Your objective: Quote every one of the items below word for word, line by line.

───── The input ─────

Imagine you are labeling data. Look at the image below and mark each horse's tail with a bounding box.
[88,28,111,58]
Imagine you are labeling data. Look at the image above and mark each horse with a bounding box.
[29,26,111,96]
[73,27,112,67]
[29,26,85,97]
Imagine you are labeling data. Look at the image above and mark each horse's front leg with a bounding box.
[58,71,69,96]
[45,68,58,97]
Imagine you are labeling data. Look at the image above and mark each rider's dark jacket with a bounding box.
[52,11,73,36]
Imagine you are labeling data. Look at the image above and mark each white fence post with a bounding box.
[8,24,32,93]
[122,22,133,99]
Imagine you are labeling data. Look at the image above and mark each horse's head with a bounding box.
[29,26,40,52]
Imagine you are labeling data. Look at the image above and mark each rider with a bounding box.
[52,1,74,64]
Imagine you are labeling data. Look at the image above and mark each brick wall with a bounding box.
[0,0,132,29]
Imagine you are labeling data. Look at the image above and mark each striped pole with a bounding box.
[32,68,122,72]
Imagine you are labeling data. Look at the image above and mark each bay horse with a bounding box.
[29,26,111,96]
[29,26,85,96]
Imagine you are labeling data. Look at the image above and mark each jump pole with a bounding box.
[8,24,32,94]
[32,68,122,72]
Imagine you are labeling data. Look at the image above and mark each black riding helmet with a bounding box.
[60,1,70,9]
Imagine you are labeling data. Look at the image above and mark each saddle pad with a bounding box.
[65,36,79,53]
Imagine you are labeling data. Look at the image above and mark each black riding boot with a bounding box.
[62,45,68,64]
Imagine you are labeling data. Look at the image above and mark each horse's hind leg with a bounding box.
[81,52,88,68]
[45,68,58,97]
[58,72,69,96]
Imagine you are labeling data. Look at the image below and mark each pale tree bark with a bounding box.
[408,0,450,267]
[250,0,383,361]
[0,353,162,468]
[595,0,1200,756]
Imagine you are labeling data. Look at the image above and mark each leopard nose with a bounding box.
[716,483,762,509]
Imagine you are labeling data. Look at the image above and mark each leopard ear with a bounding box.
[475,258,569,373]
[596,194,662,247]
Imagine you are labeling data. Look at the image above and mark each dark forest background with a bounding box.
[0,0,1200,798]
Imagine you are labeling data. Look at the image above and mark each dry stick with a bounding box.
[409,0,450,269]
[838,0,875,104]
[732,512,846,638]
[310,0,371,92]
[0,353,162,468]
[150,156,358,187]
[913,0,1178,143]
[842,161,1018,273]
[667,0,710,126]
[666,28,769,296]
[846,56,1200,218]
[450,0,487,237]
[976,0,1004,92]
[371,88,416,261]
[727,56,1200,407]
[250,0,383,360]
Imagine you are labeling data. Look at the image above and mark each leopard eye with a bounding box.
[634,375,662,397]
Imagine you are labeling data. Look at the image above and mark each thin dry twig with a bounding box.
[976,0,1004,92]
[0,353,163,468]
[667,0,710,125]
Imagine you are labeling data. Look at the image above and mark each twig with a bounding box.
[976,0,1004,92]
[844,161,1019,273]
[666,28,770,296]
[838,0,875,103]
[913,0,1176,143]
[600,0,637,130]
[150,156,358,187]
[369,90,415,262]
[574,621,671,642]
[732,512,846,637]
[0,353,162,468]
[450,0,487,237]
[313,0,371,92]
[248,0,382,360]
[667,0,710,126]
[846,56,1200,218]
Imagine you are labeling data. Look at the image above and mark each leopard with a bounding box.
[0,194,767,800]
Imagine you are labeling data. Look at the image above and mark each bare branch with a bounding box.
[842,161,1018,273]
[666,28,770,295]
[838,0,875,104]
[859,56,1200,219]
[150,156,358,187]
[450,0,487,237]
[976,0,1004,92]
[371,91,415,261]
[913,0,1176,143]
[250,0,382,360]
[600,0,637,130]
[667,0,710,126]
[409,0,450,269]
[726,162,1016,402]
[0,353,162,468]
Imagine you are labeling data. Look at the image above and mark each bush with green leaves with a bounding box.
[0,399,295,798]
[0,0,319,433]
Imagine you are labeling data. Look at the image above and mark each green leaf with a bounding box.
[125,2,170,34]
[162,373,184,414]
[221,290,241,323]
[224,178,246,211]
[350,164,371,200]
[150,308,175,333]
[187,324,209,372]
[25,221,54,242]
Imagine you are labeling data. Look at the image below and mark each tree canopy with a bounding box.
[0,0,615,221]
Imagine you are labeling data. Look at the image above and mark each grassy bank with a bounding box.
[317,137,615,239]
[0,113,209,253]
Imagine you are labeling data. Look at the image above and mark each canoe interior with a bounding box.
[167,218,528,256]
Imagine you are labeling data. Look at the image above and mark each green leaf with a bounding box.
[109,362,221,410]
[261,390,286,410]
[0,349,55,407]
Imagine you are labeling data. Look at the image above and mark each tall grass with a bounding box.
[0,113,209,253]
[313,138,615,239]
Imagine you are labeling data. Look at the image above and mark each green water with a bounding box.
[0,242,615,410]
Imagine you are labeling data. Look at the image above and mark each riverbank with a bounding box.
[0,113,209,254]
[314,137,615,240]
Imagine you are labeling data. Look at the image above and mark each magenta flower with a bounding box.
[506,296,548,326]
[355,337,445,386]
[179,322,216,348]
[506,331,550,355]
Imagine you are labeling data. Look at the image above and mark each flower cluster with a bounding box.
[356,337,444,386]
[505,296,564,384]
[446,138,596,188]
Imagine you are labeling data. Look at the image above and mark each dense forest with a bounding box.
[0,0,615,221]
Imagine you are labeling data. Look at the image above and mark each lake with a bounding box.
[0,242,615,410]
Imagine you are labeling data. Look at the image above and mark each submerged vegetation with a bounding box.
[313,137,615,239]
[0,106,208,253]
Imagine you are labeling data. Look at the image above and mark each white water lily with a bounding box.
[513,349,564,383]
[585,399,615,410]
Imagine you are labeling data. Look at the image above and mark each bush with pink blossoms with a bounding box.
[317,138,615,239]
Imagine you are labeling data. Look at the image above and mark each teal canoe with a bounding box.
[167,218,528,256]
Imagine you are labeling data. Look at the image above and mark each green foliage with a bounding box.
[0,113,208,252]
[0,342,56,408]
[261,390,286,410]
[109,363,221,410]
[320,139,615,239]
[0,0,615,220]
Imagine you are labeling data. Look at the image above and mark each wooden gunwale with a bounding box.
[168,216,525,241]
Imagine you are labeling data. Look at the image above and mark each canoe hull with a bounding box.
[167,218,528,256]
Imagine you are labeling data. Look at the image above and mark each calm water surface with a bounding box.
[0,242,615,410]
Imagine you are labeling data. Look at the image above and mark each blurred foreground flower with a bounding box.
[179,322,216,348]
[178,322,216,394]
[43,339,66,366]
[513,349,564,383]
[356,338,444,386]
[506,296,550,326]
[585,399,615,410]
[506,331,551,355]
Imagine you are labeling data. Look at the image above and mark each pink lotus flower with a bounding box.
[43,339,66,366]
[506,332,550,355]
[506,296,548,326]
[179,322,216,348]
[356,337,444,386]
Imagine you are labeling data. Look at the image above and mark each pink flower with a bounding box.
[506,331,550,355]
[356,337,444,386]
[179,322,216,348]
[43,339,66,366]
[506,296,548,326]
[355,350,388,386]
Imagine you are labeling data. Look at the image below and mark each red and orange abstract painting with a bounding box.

─────

Worked solution:
Imagine you are labeling data. Look at the image below and mark each horse's tail with a bounding box.
[88,28,111,58]
Imagine you are labeling data. Look at the image above and mark each horse with a bounding box.
[29,26,111,96]
[73,27,112,67]
[29,26,85,97]
Imagine you are labeling data. Look at the image above and mark each horse's front leg with a bounding box.
[58,71,69,96]
[45,68,58,97]
Imagine you are labeling data. Look at the image above and mark each rider's dark jacket with a bounding box.
[52,11,73,36]
Imagine you are labeling data. Look at the image above and mark each white fence post with a bounding box.
[8,24,32,93]
[122,22,133,99]
Imagine you are labeling data. Look at the image above and mark each horse's head with a bounding box.
[29,26,40,52]
Imagine you are labeling data. Look at the image above and mark each rider with a bounding box.
[52,1,74,64]
Imagine you are labeling data. Look at the image above and mark each brick wall with a bounding box.
[0,0,132,29]
Imagine you are labeling data. Look at the image above and mark each striped pole with a bounding box.
[32,68,122,72]
Imagine you are labeling data. Look at the image above and mark each bay horse with a bounding box.
[29,26,111,96]
[29,26,85,96]
Imagine you are labeling data. Look at the image above and mark each jump pole with a bounding box.
[8,24,32,94]
[32,68,122,72]
Imagine you are labeling data. Look at the image above and mark each black riding helmet with a bounding box.
[60,1,70,9]
Imagine you are labeling data. Look at the image above and mark each saddle pad with a bounding box.
[65,36,79,53]
Imagine you are labeling data. Look at the image above and mark each black riding boot with a bounding box.
[62,45,68,64]
Imagine you are labeling data. Look at the image above and mark each horse's hind leg with a bounding box.
[81,52,88,68]
[45,68,58,97]
[58,72,69,96]
Imagine you are labeling data. Look at the image below and mark each pale tree bark with a bounding box.
[408,0,450,267]
[250,0,383,361]
[0,353,162,468]
[595,0,1200,756]
Imagine you are labeling data. Look at the image above and mark each leopard nose with a bounding box.
[716,483,762,509]
Imagine you are labeling data. Look at the image above and mark each leopard ear with a bounding box.
[475,258,569,373]
[596,194,662,247]
Imagine you are labeling data. Look at the image above and mark each dark forest background with a bounding box.
[0,0,1200,798]
Imagine you are labeling data. Look at the image above and mark each dry stick with a bounding box.
[409,0,450,269]
[838,0,875,104]
[732,512,846,638]
[310,0,371,92]
[0,353,162,468]
[150,156,358,187]
[913,0,1178,143]
[842,161,1018,273]
[667,0,710,126]
[666,28,769,296]
[846,56,1200,218]
[450,0,487,237]
[976,0,1004,92]
[371,88,416,261]
[727,56,1200,407]
[250,0,383,360]
Imagine you are labeling data. Look at the image above and mark each leopard eye with a bounding box.
[634,375,662,397]
Imagine you are labeling data. Look at the image above and mark each thin dry twig with a bounding box.
[976,0,1004,92]
[0,353,163,468]
[667,0,710,125]
Imagine you are labeling data. Look at the image above and mark each twig with a bounding box.
[976,0,1004,92]
[844,161,1019,273]
[666,28,770,296]
[838,0,875,103]
[913,0,1176,143]
[600,0,637,130]
[150,156,358,187]
[369,90,415,262]
[574,621,671,642]
[732,512,846,637]
[0,353,162,468]
[450,0,487,237]
[313,0,371,92]
[248,0,382,360]
[667,0,710,126]
[846,56,1200,218]
Imagine you are labeling data. Look at the image above and mark each leopard with a bounding box.
[0,194,767,800]
Imagine you are labeling data. Look at the image above and mark each bare branch with a bounding box.
[842,161,1018,273]
[666,28,770,295]
[838,0,875,104]
[859,56,1200,219]
[150,156,358,187]
[450,0,487,237]
[976,0,1004,92]
[371,91,415,261]
[913,0,1176,143]
[250,0,382,360]
[600,0,637,130]
[667,0,710,126]
[409,0,450,269]
[726,162,1016,402]
[0,353,162,468]
Imagine you are labeling data. Look at the image above and mark each bush with green leaves with a bounding box.
[0,399,295,798]
[0,0,319,433]
Imagine you are labeling data. Look at the image above and mark each green leaf with a bounding box.
[125,2,170,34]
[162,373,184,414]
[221,290,241,323]
[224,178,246,211]
[350,164,371,200]
[150,308,175,333]
[187,324,209,372]
[25,221,54,242]
Imagine you are labeling data. Look at the image below and mark each tree canopy with a bounding box.
[0,0,615,221]
Imagine you are labeling data. Look at the image above and mark each grassy bank with a bounding box.
[317,137,615,239]
[0,113,209,253]
Imagine you are labeling data. Look at the image above and mark each canoe interior with a bounding box.
[167,218,528,256]
Imagine you are labeling data. Look at the image above and mark each green leaf with a bounding box.
[109,362,221,410]
[261,390,286,410]
[0,349,55,407]
Imagine you are labeling data. Look at the image above and mark each tall grass with a bounding box.
[0,113,209,253]
[313,138,615,239]
Imagine you are labeling data. Look at the image above and mark each green water with a bounding box.
[0,242,615,410]
Imagine you are labeling data. Look at the image above and mark each riverbank with a bounding box.
[0,113,209,254]
[314,137,615,240]
Imagine you are labeling data. Look at the image above and mark each magenta flower with a bounding box.
[506,296,548,326]
[355,337,445,386]
[179,322,216,348]
[506,331,550,355]
Imagine you are labeling data. Look at the image above and mark each flower cluster with a bounding box.
[356,337,444,386]
[505,296,564,384]
[446,138,596,188]
Imagine you are labeling data. Look at the image above and mark each dense forest with a bounding box.
[0,0,615,221]
Imagine you are labeling data. Look at the image above and mark each lake with a bounding box.
[0,242,615,410]
Imagine you are labeling data. Look at the image above and mark each submerged vegetation with a bounding box.
[313,137,615,239]
[0,106,208,253]
Imagine you are labeling data. Look at the image above and mark each white water lily with a bounding box.
[513,349,564,383]
[585,399,615,410]
Imagine you are labeling data. Look at the image above and mark each bush with pink blossoms with a bounding box.
[317,138,615,239]
Imagine you are labeling data. Look at the image above and mark each teal canoe with a bounding box.
[167,218,528,256]
Imagine you are labeling data. Look at the image above and mark each green foliage with a bounding box.
[0,113,208,252]
[0,342,56,408]
[261,390,286,410]
[109,363,221,410]
[320,139,615,239]
[0,0,615,220]
Imagine you are labeling data. Look at the image above and mark each wooden gunwale with a bounding box.
[168,216,525,241]
Imagine you are labeling data. Look at the image above and mark each canoe hull with a bounding box.
[167,218,528,256]
Imagine you are labeling data. Look at the image above and mark each calm water surface with a bounding box.
[0,242,615,410]
Imagine you are labeling data. Look at the image above and mark each blurred foreground flower with a bounding box.
[179,322,216,348]
[178,322,216,394]
[43,339,66,366]
[513,349,564,383]
[356,338,444,386]
[506,296,550,326]
[585,399,615,410]
[506,331,551,355]
Imagine you are labeling data. Look at the image above and mark each pink lotus flower with a bounding box.
[43,339,66,366]
[506,332,550,355]
[506,296,548,326]
[179,322,216,348]
[356,337,444,386]
Imagine you are labeling data. Look at the image above and mark each pink flower with a bounding box.
[506,331,550,355]
[356,337,444,386]
[179,322,216,348]
[43,339,66,366]
[506,296,548,326]
[355,350,388,386]
Imagine you are labeling data. Look at the image below and mark each red and orange abstract painting with a bounding box.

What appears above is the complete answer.